PROBLEM DETAILS: Update the rows below by replacing each "keypoint" with "marker" and leaving everything else unchanged.
╭─ DATASET
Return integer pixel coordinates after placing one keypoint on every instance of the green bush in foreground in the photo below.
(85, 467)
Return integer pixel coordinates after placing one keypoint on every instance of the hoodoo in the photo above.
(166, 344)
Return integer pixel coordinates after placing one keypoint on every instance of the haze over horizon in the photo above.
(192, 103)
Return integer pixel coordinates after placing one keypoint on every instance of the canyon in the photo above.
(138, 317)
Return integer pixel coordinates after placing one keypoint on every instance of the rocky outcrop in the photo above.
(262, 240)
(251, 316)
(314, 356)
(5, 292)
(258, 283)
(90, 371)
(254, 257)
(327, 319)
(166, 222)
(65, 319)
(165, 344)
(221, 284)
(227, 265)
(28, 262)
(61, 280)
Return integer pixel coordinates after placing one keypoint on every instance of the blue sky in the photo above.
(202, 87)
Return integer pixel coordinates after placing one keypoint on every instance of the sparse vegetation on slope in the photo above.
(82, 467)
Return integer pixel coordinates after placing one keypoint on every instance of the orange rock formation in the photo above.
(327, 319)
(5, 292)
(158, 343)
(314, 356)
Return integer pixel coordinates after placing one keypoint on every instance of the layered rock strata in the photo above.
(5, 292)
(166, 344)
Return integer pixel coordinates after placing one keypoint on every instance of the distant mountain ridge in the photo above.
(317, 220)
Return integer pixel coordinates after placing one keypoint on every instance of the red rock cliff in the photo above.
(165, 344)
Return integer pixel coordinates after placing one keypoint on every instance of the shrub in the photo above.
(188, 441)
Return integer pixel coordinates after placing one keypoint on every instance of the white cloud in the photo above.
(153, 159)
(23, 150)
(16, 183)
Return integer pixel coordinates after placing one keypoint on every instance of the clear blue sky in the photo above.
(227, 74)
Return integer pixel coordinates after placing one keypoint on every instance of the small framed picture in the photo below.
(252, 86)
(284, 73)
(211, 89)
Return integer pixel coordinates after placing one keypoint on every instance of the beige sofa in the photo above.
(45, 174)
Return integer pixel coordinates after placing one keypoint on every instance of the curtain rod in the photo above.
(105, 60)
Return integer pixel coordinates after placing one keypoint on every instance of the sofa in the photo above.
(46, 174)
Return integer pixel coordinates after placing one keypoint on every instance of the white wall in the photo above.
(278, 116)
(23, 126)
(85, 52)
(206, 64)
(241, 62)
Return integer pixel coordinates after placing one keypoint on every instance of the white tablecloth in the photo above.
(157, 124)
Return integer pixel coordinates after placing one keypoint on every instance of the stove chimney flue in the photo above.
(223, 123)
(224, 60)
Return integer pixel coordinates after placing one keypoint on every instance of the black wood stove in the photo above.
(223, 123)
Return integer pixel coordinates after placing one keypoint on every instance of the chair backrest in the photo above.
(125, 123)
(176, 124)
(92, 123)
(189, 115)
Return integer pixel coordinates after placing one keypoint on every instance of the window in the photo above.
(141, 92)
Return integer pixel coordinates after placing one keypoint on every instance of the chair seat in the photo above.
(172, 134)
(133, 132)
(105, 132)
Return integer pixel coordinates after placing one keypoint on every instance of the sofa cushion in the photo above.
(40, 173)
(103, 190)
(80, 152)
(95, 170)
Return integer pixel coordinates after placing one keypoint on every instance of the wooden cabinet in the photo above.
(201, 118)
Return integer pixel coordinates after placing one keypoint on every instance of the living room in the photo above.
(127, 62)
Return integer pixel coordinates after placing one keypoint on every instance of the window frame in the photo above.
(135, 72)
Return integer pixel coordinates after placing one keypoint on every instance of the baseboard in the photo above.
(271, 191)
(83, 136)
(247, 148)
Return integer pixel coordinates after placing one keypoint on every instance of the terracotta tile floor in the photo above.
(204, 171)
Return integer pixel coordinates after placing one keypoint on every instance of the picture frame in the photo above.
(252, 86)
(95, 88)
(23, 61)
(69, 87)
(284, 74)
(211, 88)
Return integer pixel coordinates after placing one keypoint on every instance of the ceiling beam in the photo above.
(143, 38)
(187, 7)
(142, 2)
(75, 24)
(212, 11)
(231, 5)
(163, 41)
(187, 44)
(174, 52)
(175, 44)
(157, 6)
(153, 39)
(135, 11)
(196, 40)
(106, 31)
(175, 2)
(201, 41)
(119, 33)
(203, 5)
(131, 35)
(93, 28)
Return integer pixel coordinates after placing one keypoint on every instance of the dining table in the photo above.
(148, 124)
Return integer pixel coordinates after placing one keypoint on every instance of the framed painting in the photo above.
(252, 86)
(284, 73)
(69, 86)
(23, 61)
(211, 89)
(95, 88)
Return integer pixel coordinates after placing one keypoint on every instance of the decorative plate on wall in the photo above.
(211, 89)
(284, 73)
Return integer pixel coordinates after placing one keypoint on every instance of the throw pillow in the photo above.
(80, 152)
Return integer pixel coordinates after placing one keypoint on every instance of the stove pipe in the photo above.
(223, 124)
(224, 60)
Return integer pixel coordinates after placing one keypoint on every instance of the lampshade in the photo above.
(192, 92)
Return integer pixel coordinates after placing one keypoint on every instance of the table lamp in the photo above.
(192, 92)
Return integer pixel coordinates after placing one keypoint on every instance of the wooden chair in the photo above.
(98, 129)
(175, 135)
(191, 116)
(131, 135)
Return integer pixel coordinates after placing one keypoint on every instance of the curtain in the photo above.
╰─
ANSWER FOR THE TASK:
Return integer pixel coordinates after placing one marker on every instance of the green bush in foreground in the photo below.
(85, 467)
Return integer pixel coordinates after placing one marker on every instance of the hoodoo in the photo above.
(166, 344)
Return integer pixel coordinates after placing one marker on every instance of the haze over horizon in the photo above.
(192, 103)
Return integer pixel coordinates after placing one marker on every instance of the canyon in the photo above.
(138, 317)
Return integer pixel coordinates after placing one marker on every instance of the rocky outcrop in the photo above.
(262, 240)
(251, 316)
(314, 356)
(5, 292)
(258, 283)
(90, 371)
(254, 257)
(327, 319)
(166, 222)
(65, 319)
(165, 344)
(221, 284)
(227, 265)
(28, 262)
(61, 280)
Return integer pixel coordinates after placing one marker on every instance of the blue sky in the photo above.
(202, 87)
Return integer pixel coordinates after placing one marker on every instance of the sparse vegetation on slope in the photo above.
(82, 467)
Return integer pixel coordinates after placing one marker on every instance of the orange rock formation in the photo above.
(327, 319)
(5, 292)
(158, 343)
(314, 356)
Return integer pixel coordinates after placing one marker on every instance of the layered rock strata in the photo above.
(5, 292)
(166, 344)
Return integer pixel coordinates after placing one marker on every instance of the distant mountain ridge in the photo above.
(317, 220)
Return integer pixel coordinates after placing one marker on every instance of the red rock cliff in the photo above.
(165, 344)
Return integer pixel coordinates after placing one marker on every instance of the shrub in the photo above.
(188, 441)
Return integer pixel coordinates after placing one marker on every instance of the white cloud in the photo above.
(153, 159)
(23, 150)
(16, 183)
Return integer pixel coordinates after placing one marker on every instance of the clear blue sky in the photo above.
(227, 74)
Return integer pixel coordinates after placing one marker on every instance of the small framed picture in the photo below.
(252, 86)
(284, 73)
(211, 89)
Return integer pixel coordinates after placing one marker on every instance of the beige sofa in the photo above.
(45, 174)
Return integer pixel coordinates after placing one marker on every instance of the curtain rod in the photo above.
(105, 60)
Return integer pixel coordinates after placing one marker on every instance of the sofa in the photo above.
(46, 174)
Return integer pixel coordinates after placing one marker on every instance of the white wall in the photo above.
(278, 116)
(23, 126)
(85, 52)
(206, 64)
(241, 62)
Return integer pixel coordinates after placing one marker on every instance of the white tablecloth in the photo above.
(157, 124)
Return integer pixel coordinates after placing one marker on every instance of the stove chimney flue in the photo above.
(223, 123)
(224, 60)
Return integer pixel coordinates after placing one marker on every instance of the black wood stove in the photo above.
(223, 123)
Return integer pixel coordinates after placing one marker on every instance of the chair backrest in the photo above.
(125, 123)
(176, 124)
(92, 123)
(189, 115)
Return integer pixel coordinates after placing one marker on every instance of the window in the photo above.
(141, 92)
Return integer pixel coordinates after placing one marker on every instance of the chair seat in the photo above.
(172, 134)
(133, 132)
(105, 132)
Return integer pixel coordinates after placing one marker on every instance of the sofa cushion in the photo above.
(40, 173)
(103, 190)
(80, 152)
(95, 170)
Return integer pixel coordinates after placing one marker on every instance of the wooden cabinet in the photo above.
(201, 118)
Return integer pixel coordinates after placing one marker on every instance of the living room in the photo above.
(127, 62)
Return integer pixel coordinates after placing one marker on every instance of the window frame in the photo above.
(135, 72)
Return integer pixel coordinates after placing one marker on every instance of the baseboard in the photo above.
(271, 191)
(83, 136)
(247, 148)
Return integer pixel coordinates after placing one marker on every instance of the terracotta tile floor in the photo above.
(204, 171)
Return integer pixel coordinates after placing one marker on every instance of the picture frame in the photo above.
(252, 86)
(95, 88)
(23, 61)
(69, 87)
(284, 74)
(211, 88)
Return integer pixel coordinates after placing one marker on every instance of the ceiling beam in the photo above.
(143, 38)
(187, 7)
(142, 2)
(75, 24)
(212, 11)
(231, 5)
(163, 41)
(187, 44)
(174, 52)
(175, 44)
(157, 6)
(153, 39)
(135, 11)
(196, 40)
(106, 31)
(175, 2)
(201, 41)
(119, 33)
(203, 5)
(131, 35)
(93, 28)
Return integer pixel coordinates after placing one marker on every instance of the dining table in the photo above.
(148, 124)
Return integer pixel coordinates after placing one marker on every instance of the framed painting in the photo above.
(252, 86)
(284, 73)
(69, 86)
(23, 61)
(211, 89)
(95, 88)
Return integer pixel coordinates after placing one marker on every instance of the decorative plate on wall in the photo above.
(211, 89)
(284, 73)
Return integer pixel coordinates after placing one marker on every instance of the throw pillow in the photo above.
(80, 152)
Return integer pixel coordinates after placing one marker on every instance of the stove pipe in the photo above.
(223, 124)
(224, 60)
Return integer pixel coordinates after placing one marker on every instance of the lampshade in the photo above.
(192, 92)
Return integer pixel coordinates after placing one marker on every instance of the table lamp in the photo above.
(192, 92)
Return integer pixel coordinates after placing one marker on every instance of the wooden chair in the photo above.
(98, 129)
(175, 135)
(191, 116)
(131, 135)
Return integer pixel coordinates after placing one marker on every instance of the curtain in the photo above.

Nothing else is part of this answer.